* BEGIN Excerpted records *

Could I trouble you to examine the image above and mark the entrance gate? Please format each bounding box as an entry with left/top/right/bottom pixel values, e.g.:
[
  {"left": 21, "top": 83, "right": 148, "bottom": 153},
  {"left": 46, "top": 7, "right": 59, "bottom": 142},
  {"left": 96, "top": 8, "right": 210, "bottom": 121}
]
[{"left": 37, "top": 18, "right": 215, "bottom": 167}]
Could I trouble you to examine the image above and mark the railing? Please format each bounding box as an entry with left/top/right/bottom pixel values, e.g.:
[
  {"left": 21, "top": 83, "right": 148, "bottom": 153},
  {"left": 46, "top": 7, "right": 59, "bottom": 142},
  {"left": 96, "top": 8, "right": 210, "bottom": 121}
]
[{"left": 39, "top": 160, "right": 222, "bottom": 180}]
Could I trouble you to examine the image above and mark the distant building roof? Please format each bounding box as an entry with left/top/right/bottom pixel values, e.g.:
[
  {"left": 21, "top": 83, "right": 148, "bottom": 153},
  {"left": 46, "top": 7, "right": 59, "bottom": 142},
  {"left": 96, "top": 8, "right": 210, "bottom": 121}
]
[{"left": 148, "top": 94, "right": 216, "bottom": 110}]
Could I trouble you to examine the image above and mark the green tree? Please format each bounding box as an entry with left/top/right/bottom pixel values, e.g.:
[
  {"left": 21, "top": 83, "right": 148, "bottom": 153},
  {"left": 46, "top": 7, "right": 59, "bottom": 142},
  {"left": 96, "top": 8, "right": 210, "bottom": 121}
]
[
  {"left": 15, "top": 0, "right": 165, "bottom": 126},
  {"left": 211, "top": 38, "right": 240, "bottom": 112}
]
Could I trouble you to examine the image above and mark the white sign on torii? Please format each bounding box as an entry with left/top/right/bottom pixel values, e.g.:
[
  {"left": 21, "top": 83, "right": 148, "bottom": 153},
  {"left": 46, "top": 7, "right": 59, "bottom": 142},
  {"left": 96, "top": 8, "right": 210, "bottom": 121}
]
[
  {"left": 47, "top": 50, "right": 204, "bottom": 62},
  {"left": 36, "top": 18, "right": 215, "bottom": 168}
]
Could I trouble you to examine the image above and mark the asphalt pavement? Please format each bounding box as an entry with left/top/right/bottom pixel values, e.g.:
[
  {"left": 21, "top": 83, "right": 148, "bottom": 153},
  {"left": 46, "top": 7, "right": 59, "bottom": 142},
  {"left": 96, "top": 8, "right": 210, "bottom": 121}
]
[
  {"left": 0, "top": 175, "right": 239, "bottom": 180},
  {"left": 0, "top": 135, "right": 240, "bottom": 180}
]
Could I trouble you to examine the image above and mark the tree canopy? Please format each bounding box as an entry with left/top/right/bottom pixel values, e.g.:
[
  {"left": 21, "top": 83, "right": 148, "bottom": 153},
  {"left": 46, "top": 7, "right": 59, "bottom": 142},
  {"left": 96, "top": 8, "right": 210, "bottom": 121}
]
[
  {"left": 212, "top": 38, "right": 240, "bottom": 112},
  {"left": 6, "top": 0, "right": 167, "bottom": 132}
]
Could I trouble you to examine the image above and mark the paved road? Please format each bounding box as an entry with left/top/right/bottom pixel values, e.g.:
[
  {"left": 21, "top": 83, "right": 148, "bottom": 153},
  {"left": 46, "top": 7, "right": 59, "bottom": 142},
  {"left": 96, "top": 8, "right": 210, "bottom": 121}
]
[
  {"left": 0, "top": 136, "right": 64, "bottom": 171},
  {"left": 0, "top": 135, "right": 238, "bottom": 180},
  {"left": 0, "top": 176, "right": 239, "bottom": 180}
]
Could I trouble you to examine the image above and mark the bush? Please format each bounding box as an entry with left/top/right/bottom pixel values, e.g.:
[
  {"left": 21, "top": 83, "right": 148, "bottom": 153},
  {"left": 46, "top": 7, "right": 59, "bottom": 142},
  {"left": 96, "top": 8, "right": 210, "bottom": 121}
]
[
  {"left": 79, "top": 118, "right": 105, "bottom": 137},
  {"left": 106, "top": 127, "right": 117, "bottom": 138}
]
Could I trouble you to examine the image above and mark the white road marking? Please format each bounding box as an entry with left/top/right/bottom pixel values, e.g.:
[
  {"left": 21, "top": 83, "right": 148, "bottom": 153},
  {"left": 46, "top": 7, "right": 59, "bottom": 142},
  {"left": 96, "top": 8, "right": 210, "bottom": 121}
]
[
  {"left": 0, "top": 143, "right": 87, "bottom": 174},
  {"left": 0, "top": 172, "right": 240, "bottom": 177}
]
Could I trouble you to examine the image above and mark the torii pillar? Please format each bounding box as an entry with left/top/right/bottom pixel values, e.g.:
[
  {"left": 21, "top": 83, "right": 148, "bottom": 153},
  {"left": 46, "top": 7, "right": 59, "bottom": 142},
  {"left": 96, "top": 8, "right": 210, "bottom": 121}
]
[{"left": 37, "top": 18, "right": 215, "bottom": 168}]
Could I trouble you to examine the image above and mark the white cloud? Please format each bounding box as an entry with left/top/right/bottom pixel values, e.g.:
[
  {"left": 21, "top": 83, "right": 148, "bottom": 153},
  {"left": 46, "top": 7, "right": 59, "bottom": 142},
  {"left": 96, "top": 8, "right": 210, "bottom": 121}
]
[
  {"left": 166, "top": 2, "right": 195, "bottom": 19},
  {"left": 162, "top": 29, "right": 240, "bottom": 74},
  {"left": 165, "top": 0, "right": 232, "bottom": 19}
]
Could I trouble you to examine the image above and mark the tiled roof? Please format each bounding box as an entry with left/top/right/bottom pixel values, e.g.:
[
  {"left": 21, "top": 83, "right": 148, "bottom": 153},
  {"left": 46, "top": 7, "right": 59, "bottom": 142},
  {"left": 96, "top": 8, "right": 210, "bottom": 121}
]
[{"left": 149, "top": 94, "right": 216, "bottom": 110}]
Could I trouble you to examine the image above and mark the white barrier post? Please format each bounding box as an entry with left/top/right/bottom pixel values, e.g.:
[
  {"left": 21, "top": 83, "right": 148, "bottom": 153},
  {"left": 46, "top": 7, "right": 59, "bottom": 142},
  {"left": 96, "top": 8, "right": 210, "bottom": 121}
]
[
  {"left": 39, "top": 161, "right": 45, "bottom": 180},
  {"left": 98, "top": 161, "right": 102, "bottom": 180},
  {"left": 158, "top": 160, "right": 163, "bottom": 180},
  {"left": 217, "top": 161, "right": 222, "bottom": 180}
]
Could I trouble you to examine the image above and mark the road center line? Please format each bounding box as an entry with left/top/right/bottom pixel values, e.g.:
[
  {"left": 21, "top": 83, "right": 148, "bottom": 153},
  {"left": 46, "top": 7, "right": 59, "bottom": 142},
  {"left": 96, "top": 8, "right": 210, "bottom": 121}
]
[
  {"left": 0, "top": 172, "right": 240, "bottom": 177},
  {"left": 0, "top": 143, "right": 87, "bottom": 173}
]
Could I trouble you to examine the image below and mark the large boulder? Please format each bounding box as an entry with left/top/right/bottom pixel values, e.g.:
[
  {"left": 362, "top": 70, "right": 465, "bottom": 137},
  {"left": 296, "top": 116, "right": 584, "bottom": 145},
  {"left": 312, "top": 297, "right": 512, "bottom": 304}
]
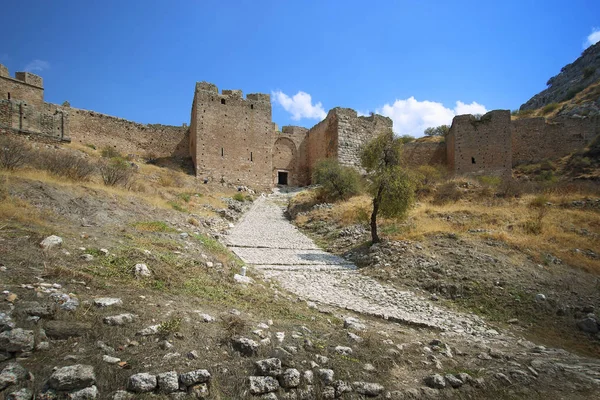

* END Excerpted records *

Your goal: Copy all of the entries above again, switching "pixel values" to "pixel coordinates" at each occurrence and keeping every other character the same. Omit the pictures from your copy.

Full answer:
Could I trouble you to examine the image above and mark the entrance gate? Please format each bounding box as an entry with left/top/right/bottom pixel coordinates, e.g.:
[
  {"left": 21, "top": 83, "right": 148, "bottom": 153},
  {"left": 46, "top": 7, "right": 59, "bottom": 142},
  {"left": 96, "top": 8, "right": 210, "bottom": 121}
]
[{"left": 37, "top": 18, "right": 215, "bottom": 167}]
Could I trouble you to examine the image above and mark the railing? Please format each bounding box as an entry with left/top/right/bottom pixel coordinates, e.g.:
[
  {"left": 21, "top": 83, "right": 148, "bottom": 153},
  {"left": 46, "top": 7, "right": 59, "bottom": 142},
  {"left": 96, "top": 8, "right": 210, "bottom": 121}
]
[{"left": 39, "top": 160, "right": 222, "bottom": 180}]
Could I trouble you to examine the image above and mark the distant building roof? Please format each bounding box as an entry with left/top/right/bottom pixel coordinates, e.g.:
[
  {"left": 21, "top": 83, "right": 148, "bottom": 153},
  {"left": 46, "top": 7, "right": 59, "bottom": 142},
  {"left": 96, "top": 8, "right": 210, "bottom": 121}
]
[{"left": 148, "top": 94, "right": 216, "bottom": 110}]
Could I trouble you to examine the image above and mark the green tree? Please format each bounding box as an entry with left/top/right/bottom pixel coordinates, e.g.:
[
  {"left": 21, "top": 83, "right": 148, "bottom": 153},
  {"left": 46, "top": 7, "right": 59, "bottom": 142},
  {"left": 96, "top": 8, "right": 210, "bottom": 121}
]
[
  {"left": 15, "top": 0, "right": 165, "bottom": 126},
  {"left": 211, "top": 38, "right": 240, "bottom": 112}
]
Could I trouble you to examine the image above and mark the white sign on torii? Please format each bounding box as an entry with left/top/right/bottom pixel coordinates, e.g.:
[
  {"left": 21, "top": 83, "right": 148, "bottom": 153},
  {"left": 46, "top": 7, "right": 59, "bottom": 142},
  {"left": 96, "top": 8, "right": 210, "bottom": 121}
]
[
  {"left": 47, "top": 50, "right": 204, "bottom": 62},
  {"left": 36, "top": 18, "right": 215, "bottom": 168}
]
Could I trouble you to examine the image above and mark the asphalt pavement? Please format each bounding box as an entry with left/top/right/bottom pixel coordinates, e.g.:
[
  {"left": 21, "top": 83, "right": 148, "bottom": 153},
  {"left": 46, "top": 7, "right": 59, "bottom": 142},
  {"left": 96, "top": 8, "right": 210, "bottom": 121}
]
[
  {"left": 0, "top": 175, "right": 239, "bottom": 180},
  {"left": 0, "top": 135, "right": 240, "bottom": 180}
]
Could I trouble you to examine the image above and mark the tree canopy? Please format each bounding box as an entry with left/top/right/bottom pixel coordinates, e.g.:
[
  {"left": 21, "top": 83, "right": 148, "bottom": 153},
  {"left": 46, "top": 7, "right": 59, "bottom": 142},
  {"left": 96, "top": 8, "right": 210, "bottom": 121}
]
[
  {"left": 212, "top": 38, "right": 240, "bottom": 112},
  {"left": 6, "top": 0, "right": 167, "bottom": 132}
]
Could I trouble you to examine the image above and mark the paved road? Please format each bounding box as an entry with left/top/right/bottom pixel coordinates, e.g.:
[
  {"left": 21, "top": 83, "right": 148, "bottom": 153},
  {"left": 46, "top": 7, "right": 59, "bottom": 142},
  {"left": 96, "top": 8, "right": 210, "bottom": 121}
]
[
  {"left": 0, "top": 136, "right": 64, "bottom": 171},
  {"left": 0, "top": 135, "right": 238, "bottom": 180},
  {"left": 0, "top": 176, "right": 239, "bottom": 180}
]
Could I trouble you to examine the image above and mark the bush? Please format each bounding box as an entry with left/top/right/bottom pixel coordinates, e.g.:
[
  {"left": 21, "top": 83, "right": 148, "bottom": 153},
  {"left": 46, "top": 7, "right": 59, "bottom": 142},
  {"left": 96, "top": 8, "right": 210, "bottom": 121}
]
[
  {"left": 79, "top": 118, "right": 105, "bottom": 137},
  {"left": 106, "top": 127, "right": 117, "bottom": 138}
]
Could I trouble you to examine the image above and mark the white road marking? Please format each bounding box as an entry with left/top/right/bottom pixel coordinates, e.g.:
[
  {"left": 21, "top": 83, "right": 148, "bottom": 153},
  {"left": 46, "top": 7, "right": 59, "bottom": 142},
  {"left": 96, "top": 8, "right": 210, "bottom": 121}
]
[
  {"left": 0, "top": 143, "right": 87, "bottom": 174},
  {"left": 0, "top": 172, "right": 240, "bottom": 177}
]
Could I trouble you to examine the image above and mark the torii pillar? Please format each bounding box as an entry with left/top/right/bottom pixel coordinates, e.g.:
[
  {"left": 21, "top": 83, "right": 148, "bottom": 153},
  {"left": 46, "top": 7, "right": 59, "bottom": 142},
  {"left": 96, "top": 8, "right": 210, "bottom": 121}
]
[{"left": 37, "top": 18, "right": 215, "bottom": 168}]
Could I trouble you to examine the image above and mark the white cloud? Please format each bounding box as an entry with left/top/right/bottom pixel coordinates, e.g.:
[
  {"left": 21, "top": 83, "right": 148, "bottom": 153},
  {"left": 46, "top": 7, "right": 59, "bottom": 142},
  {"left": 96, "top": 8, "right": 210, "bottom": 121}
]
[
  {"left": 166, "top": 2, "right": 195, "bottom": 19},
  {"left": 162, "top": 29, "right": 240, "bottom": 74},
  {"left": 165, "top": 0, "right": 232, "bottom": 19}
]
Could I trouble you to examine the image above and mark the tiled roof? Please format each bounding box as an entry with left/top/right/bottom pixel coordinates, e.g.:
[
  {"left": 21, "top": 83, "right": 148, "bottom": 153},
  {"left": 46, "top": 7, "right": 59, "bottom": 142},
  {"left": 96, "top": 8, "right": 210, "bottom": 121}
]
[{"left": 149, "top": 94, "right": 216, "bottom": 110}]
Could I trouble you to examine the image above and mark the white barrier post? Please format each bounding box as an entry with left/top/right/bottom pixel coordinates, e.g.:
[
  {"left": 21, "top": 83, "right": 148, "bottom": 153},
  {"left": 46, "top": 7, "right": 59, "bottom": 142},
  {"left": 96, "top": 8, "right": 210, "bottom": 121}
]
[
  {"left": 39, "top": 161, "right": 45, "bottom": 180},
  {"left": 98, "top": 161, "right": 102, "bottom": 180},
  {"left": 158, "top": 160, "right": 163, "bottom": 180},
  {"left": 217, "top": 161, "right": 222, "bottom": 180}
]
Could I trouble you to examine the image above and mark the road center line? Please format each bounding box as an entry with left/top/right/bottom pixel coordinates, e.g.:
[
  {"left": 21, "top": 83, "right": 148, "bottom": 153},
  {"left": 46, "top": 7, "right": 59, "bottom": 142},
  {"left": 96, "top": 8, "right": 210, "bottom": 121}
]
[
  {"left": 0, "top": 172, "right": 240, "bottom": 177},
  {"left": 0, "top": 143, "right": 87, "bottom": 173}
]
Could I trouble you to examine the image below and mark the large boulder? Please format each bounding box as an entry with left/top/right/bottom pixel coordinates, e.g.:
[
  {"left": 362, "top": 70, "right": 465, "bottom": 137},
  {"left": 296, "top": 116, "right": 584, "bottom": 145},
  {"left": 312, "top": 297, "right": 512, "bottom": 304}
]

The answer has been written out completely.